_Explore the material_
**1)** Can you extract the passage of the ecosystem discussion starting at "Fisheries management is" and ending at "will also fall."?
**2)** Answer these about the ecosystem discussion:
(a) What share of the world bluefin tuna market does the Mitsubishi conglomerate control?
(b) What two consequences for humans of removing keystone species are named?
(c) Which mammals are listed as importantly regarded?

::: Quoted passage :::

The theoretical human civilization that can withstand a global ecosystem collapse and exist on a paved over earth is perhaps possible with the right technology but also it is 1. very dreary and 2. much more expensive and difficult to maintain than just putting in some effort to prevent ecosystem collapse now.

Fisheries management is a good microcosm for the cost of ecosystem collapse. If we manage a fish population correctly, we can continue to harvest fish from it and get resources out of it indefinitely. If we do not manage it well and let the population go extinct, we lose that pool of resources permanently and need to replace it with another equivalent source of food which may be very expensive in comparison. Perhaps the local human civilization which relied on the fish will be unable to adjust and will also fall.

1 comments

Thank you for your good faith reply. I agree with everything you wrote, but don't see how saving importantly regarded mammals such as polar bears, elephants, whales and dolphins (etc.) fits into the picture. If these animals and others no longer have vast tracts of wilderness to roam on an anthropocentric earth, what's the downside?
Extirpation of keystone species causes the rest of the food chain to become disrupted, resulting in proliferation of some species and extinction of others. The consequences for humans are zoonotic diseases and loss of natural food sources.
This is basically bioforming, and I'm sure it's more complicated than "removing keystone species == always bad". For instance, sperm whales compete significantly with humans for tuna fish, making up about 50% of the fish eaten. As our demand for tuna grows, wouldn't exterminating sperm whales help us meet that demand?
Ad tuna ... it's worse than you think. I have to quote to a very good article:

"The Mitsubishi conglomerate controls a forty per cent share of the world market in bluefin tuna; they are freezing and hoarding huge stocks of the fish every year. While they claim this is to smooth supply on a year-to-year basis, conservationists believe they are acting in the expectation that in the event of the fish’s extinction in the wild, prices will skyrocket. Frozen in great stacks at –60oC by the same company who made my childhood cassette player, the bodies would be sold for astronomical prices.

::: Data :::

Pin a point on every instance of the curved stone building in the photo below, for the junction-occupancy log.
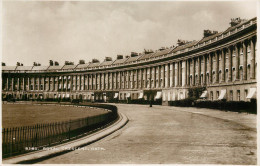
(223, 62)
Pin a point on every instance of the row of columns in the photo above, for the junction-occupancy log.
(150, 77)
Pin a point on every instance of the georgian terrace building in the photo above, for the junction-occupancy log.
(223, 62)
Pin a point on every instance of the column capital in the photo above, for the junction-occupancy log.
(245, 42)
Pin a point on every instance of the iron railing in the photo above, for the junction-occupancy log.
(19, 140)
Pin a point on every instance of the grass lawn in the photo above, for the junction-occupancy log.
(16, 115)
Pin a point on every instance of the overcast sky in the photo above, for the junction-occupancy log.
(40, 31)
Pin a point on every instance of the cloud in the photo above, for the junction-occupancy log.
(40, 31)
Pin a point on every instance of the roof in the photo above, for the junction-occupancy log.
(40, 67)
(82, 66)
(118, 61)
(106, 63)
(190, 44)
(209, 37)
(94, 64)
(8, 67)
(231, 28)
(130, 59)
(54, 67)
(163, 52)
(146, 56)
(68, 67)
(24, 67)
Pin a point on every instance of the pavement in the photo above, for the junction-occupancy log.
(79, 144)
(172, 135)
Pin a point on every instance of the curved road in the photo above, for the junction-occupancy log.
(172, 135)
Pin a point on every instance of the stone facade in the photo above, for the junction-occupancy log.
(223, 62)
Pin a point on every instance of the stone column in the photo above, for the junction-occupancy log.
(199, 70)
(173, 74)
(141, 78)
(217, 66)
(229, 64)
(205, 70)
(245, 60)
(223, 59)
(177, 74)
(193, 71)
(150, 77)
(210, 68)
(18, 83)
(116, 85)
(163, 76)
(145, 77)
(120, 80)
(180, 73)
(136, 78)
(159, 76)
(188, 72)
(253, 58)
(112, 80)
(237, 47)
(154, 77)
(168, 75)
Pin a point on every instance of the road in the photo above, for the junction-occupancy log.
(172, 135)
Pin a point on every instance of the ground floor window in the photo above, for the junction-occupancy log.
(231, 95)
(238, 95)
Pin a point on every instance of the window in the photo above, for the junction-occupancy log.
(211, 95)
(238, 95)
(231, 95)
(246, 91)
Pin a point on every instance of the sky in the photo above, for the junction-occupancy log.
(38, 31)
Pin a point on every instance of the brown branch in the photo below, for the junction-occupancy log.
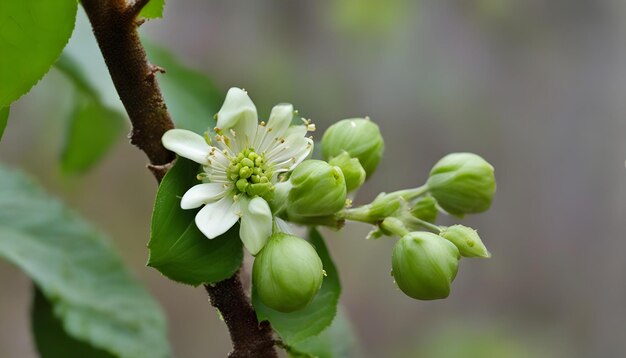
(136, 7)
(116, 31)
(115, 24)
(250, 338)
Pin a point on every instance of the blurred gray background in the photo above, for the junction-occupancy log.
(536, 87)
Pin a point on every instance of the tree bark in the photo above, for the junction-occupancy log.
(114, 24)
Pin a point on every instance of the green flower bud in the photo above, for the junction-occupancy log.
(287, 273)
(425, 209)
(318, 189)
(360, 137)
(353, 172)
(424, 265)
(462, 183)
(466, 240)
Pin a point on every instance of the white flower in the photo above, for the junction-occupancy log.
(241, 165)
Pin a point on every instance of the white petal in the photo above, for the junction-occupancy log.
(217, 217)
(202, 194)
(256, 224)
(280, 118)
(187, 144)
(239, 114)
(296, 131)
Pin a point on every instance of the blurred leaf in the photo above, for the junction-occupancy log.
(153, 10)
(336, 341)
(78, 271)
(50, 337)
(32, 36)
(191, 97)
(4, 117)
(177, 248)
(297, 326)
(72, 70)
(93, 128)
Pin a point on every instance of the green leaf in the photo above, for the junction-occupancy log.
(336, 341)
(4, 117)
(153, 10)
(73, 71)
(297, 326)
(191, 97)
(51, 339)
(93, 128)
(177, 248)
(32, 35)
(78, 271)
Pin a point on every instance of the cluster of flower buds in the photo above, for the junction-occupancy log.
(258, 174)
(425, 259)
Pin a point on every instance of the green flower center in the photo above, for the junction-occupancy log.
(250, 173)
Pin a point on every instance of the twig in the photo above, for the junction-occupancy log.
(250, 338)
(115, 24)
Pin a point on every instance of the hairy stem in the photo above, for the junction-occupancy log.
(250, 338)
(115, 24)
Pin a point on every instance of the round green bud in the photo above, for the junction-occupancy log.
(287, 273)
(462, 183)
(353, 172)
(425, 209)
(360, 137)
(466, 240)
(318, 189)
(424, 265)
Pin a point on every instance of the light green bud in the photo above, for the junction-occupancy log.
(287, 273)
(360, 137)
(424, 265)
(462, 183)
(353, 172)
(466, 240)
(425, 209)
(318, 189)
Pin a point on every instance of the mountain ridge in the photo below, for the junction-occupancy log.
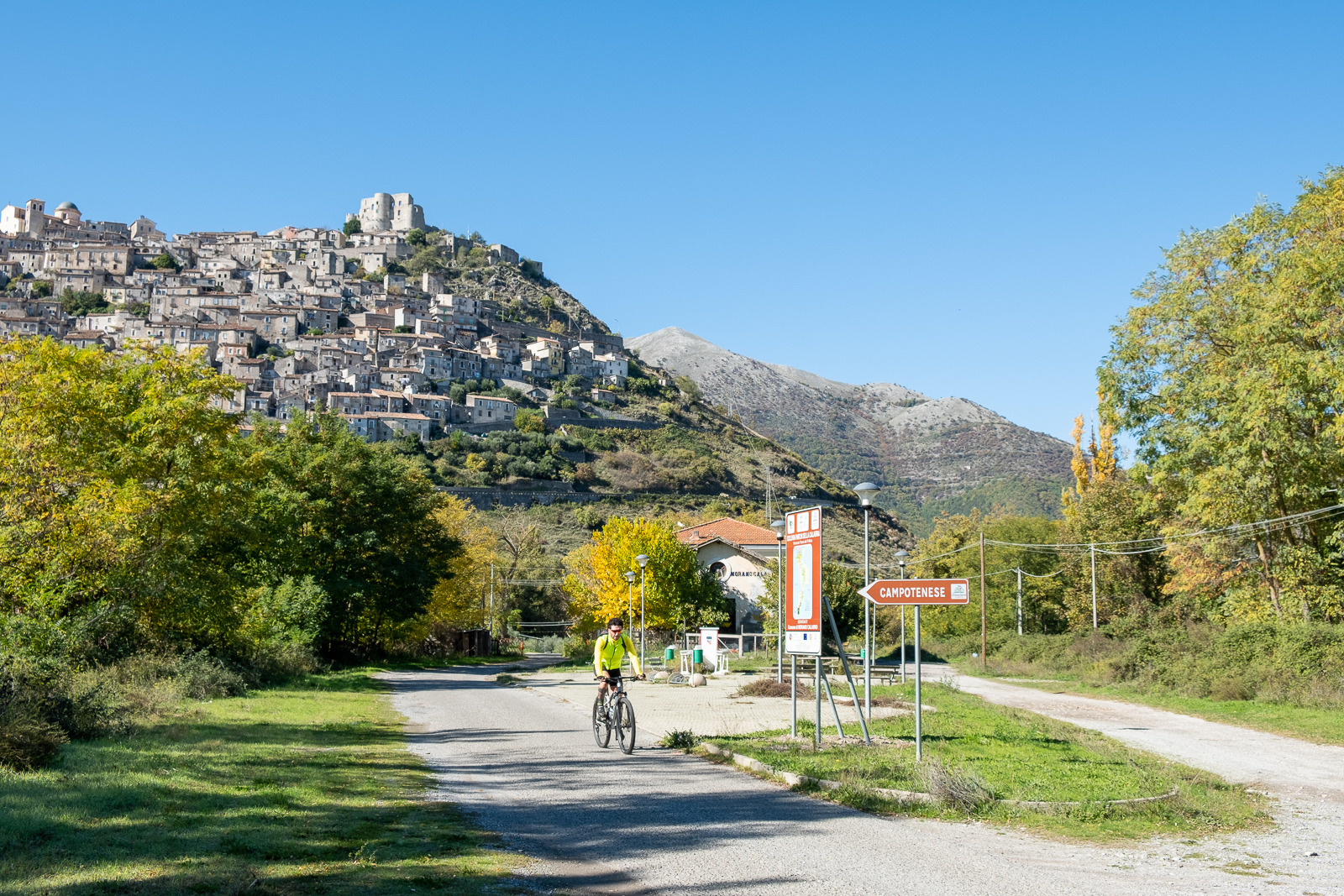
(936, 453)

:::

_Solutions below_
**1)**
Fisheries management is a good microcosm for the cost of ecosystem collapse. If we manage a fish population correctly, we can continue to harvest fish from it and get resources out of it indefinitely. If we do not manage it well and let the population go extinct, we lose that pool of resources permanently and need to replace it with another equivalent source of food which may be very expensive in comparison. Perhaps the local human civilization which relied on the fish will be unable to adjust and will also fall.

**2)**
(a) A forty per cent share.
(b) Zoonotic diseases and loss of natural food sources.
(c) Polar bears, elephants, whales and dolphins.